# Required task 1:
Report every line in the listing below that contains the string "floating".

Sunday, November 2, 2014

stuff I left out, from last week.... (forever imprinted) O Shit!!!! Moments


 well for the sake of...... "get to the point already, Amber......."
I left a few things out of my recent post.....
they weren't important, or news of any kind, but I sure don't understand how I get myself wrapped into these precarious situations sometimes???

FYI..... I even kept a few of the swear words.(less than 5)... so you've been warned !


Thoughts today On shitty friends......
I guess I just expect people to do their best, and NOT hurt others, on purpose, you know, act like a DECENT HUMAN BEING...... and what I'm a little SLOW to learn, is ,,,,,,
thats just NOT how some people are!!!!!

first of all....
a while ago,,,, I wrote about a close friend, having an "incident" and basically it resulted in his demise...... (he passed away).....
  link to post about his death, scroll to last section
... and I can't remember if I mentioned, his wife...???
well,,,
she just didn't go away....... like AT ALL...... after he died...... and at first, I felt bad, yes... I sure did.... but after weeks and weeks of hearing her tell EVERYONE and ANYONE that'd listen,,,,, how sad and suicidal she is, because she just lost her husband...... that's right..... 3& 4 months later, shes still saying JUST lost him....... Oh, and I should also mention, collecting (trying to) money for his very needed burial and funeral...... which she still hasn't had...... unless she HAS in the last 2-3 weeks, and I just don't know because I'm not talking to her, now.... or again..... well, probably again, eventually but only to "keep the peace"
she's shown me her true colors,
and reminded me that it is SOOOOOO FREAKIN HARD to make "FRIENDS" as you age....
guess that's why you're supposed to do it , young........

# Required task 2:
Pick up the blog post above about a friend's widow and continue it after its last sentence.

# Exercise data:
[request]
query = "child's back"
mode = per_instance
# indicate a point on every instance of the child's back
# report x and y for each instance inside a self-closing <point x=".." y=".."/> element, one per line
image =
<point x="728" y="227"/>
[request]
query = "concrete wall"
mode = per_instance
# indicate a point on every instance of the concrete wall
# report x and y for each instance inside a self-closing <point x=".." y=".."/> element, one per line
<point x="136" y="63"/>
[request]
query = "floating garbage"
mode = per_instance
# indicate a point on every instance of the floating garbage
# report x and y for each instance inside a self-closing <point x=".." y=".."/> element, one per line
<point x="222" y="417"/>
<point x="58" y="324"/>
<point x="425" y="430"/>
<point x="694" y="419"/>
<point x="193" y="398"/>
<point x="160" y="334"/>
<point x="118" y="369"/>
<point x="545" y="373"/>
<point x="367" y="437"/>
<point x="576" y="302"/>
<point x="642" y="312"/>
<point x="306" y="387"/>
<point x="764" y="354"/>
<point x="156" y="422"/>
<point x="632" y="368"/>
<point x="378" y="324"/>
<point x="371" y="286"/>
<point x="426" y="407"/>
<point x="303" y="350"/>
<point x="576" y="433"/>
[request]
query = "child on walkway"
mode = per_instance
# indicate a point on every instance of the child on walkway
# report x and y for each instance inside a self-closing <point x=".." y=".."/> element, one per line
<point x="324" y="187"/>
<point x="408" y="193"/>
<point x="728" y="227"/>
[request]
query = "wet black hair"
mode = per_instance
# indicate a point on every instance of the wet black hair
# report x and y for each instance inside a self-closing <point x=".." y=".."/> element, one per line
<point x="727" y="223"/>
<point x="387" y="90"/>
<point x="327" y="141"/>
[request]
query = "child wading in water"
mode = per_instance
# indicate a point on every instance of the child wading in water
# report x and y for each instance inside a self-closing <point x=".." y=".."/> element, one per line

# Output 1:
query = "floating garbage"
# indicate a point on every instance of the floating garbage

# Output 2:
LOL
I thought she was..... but friends, don't name call , and degrade, accuse, lie, manipulate each other when they have a shitty day,,,, or even get mad over something stupid....... I'm nowhere near exhaggerating, and REALLY want to give more details, but I just can't because I didn't ask her permission, and I'm NOT calling her, to do so..........  (any one I talk about in a post, I've asked permission first)
I'm almost ashamed to admit,
that she hurt my feelings, and made me REALLY UPSET at I guess what became my "breaking point"....... I'm NOT ashamed, because I know it's okay to feel my feelings no matter what they happen to be, , , and that's life without my #1 coping tool...... and THATS what I want to continue, so guess what, I'm gonna have uncomfortable feelings, too......
anyway,
Here I am, now..... Guard all up again, , , built a wall around my heart, again...... cuz I'm not letting anyone hurt me, you know..... (,my grand master plan, anyway)
I hate that I started to CARE so much,
it hurt when she "flipped"
she started using, again.... and I swear turned into a different person, overnight........ demanding money, and/or valuable items. . . . . . with an "or else" to top it off,,,,, because you have a whole lot more to lose in your life than I do"
as a cherry on top.....
so,
that was her "chapter" I guess,

and I'm TURNING THE FUCKIN PAGE...... 

like I should have months ago, as MORE than one friend, and family member mentioned I SHOULD do....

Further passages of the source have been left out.